Exercise tasks:
a - What reason does the blog post give for Williams turning bitchy, mean and drunk as he got older? Answer in one to three sentences.
b - Please answer these questions from the blog post, one line each:
(i) Which years do the letters being read cover?
(ii) Which writer was Williams's first story largely cribbed from?
(iii) What meeting took place today?

--- begin Extracted text ---

Big Tenn

So off on the Tennessee kick I’ve gone. I’m reading, concurrently, the letters from 1920 (he’s 9 and spells about the same as Henry) through 1941, and the short stories in order. What a writer.

Williams is so completely honest, and, early on, incredibly kind. I think he was always kind, hopelessly romantic, sweet – and of course, bitchy and mean and drunk as he got older. The world’s not set up for the kind and hopelessly romantic, so to survive, you do what you gotta do.

His letters as a teenager are already pretty stunning for command of the language and natural style. His first story, an Egyptian potboiler pretty much cribbed right out of Herodotus (he basically admits it toward the end of the story) is great fun; he totally relishes the lurid aspects of his story, and of course the heroine has a big drama queen death at the end. He’s just a pleasure to read, even when he’s not writing anything great. I really wish I’d known him. Sigh.

On a separate note, we had the Youngest’s annual IEP meeting today. What a marked difference from those in the past at the old school. There, one or two teachers understood the kid, but most of them always made me feel like I was raising the village idiot, someone who would never fit in. Now of course anyone who’s glimpsed the youngest knows what B.S. that is, so I didn’t even bother to refute it, just fumed with an occasional bitchy comment.

--- end Extracted text ---
--- begin Data ---

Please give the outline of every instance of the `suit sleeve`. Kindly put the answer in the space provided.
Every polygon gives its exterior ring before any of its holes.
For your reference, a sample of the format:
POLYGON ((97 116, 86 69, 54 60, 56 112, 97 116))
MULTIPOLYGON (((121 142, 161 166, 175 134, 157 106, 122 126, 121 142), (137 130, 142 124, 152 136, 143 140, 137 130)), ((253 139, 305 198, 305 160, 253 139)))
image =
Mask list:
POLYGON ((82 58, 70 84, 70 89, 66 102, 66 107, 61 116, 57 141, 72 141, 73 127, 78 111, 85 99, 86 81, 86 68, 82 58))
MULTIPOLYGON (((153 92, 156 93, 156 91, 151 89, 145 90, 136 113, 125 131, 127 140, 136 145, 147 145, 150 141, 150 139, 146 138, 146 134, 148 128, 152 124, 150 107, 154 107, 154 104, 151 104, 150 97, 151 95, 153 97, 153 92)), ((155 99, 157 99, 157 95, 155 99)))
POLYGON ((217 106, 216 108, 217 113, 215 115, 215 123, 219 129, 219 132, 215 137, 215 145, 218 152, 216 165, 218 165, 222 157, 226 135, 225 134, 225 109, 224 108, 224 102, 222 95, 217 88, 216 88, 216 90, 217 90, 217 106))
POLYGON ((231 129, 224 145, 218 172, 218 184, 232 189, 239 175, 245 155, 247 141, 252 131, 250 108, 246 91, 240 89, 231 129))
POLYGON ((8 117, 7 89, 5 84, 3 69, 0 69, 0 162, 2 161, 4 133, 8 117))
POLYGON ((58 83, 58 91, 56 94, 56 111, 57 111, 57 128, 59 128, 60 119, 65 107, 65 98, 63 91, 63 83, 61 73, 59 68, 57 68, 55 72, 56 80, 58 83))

--- end Data ---

Solutions per task:
a - The world is not set up for people who are kind and hopelessly romantic. To survive, someone like that does what he has to do.

b -
(i) 1920 through 1941
(ii) Herodotus
(iii) The Youngest's annual IEP meeting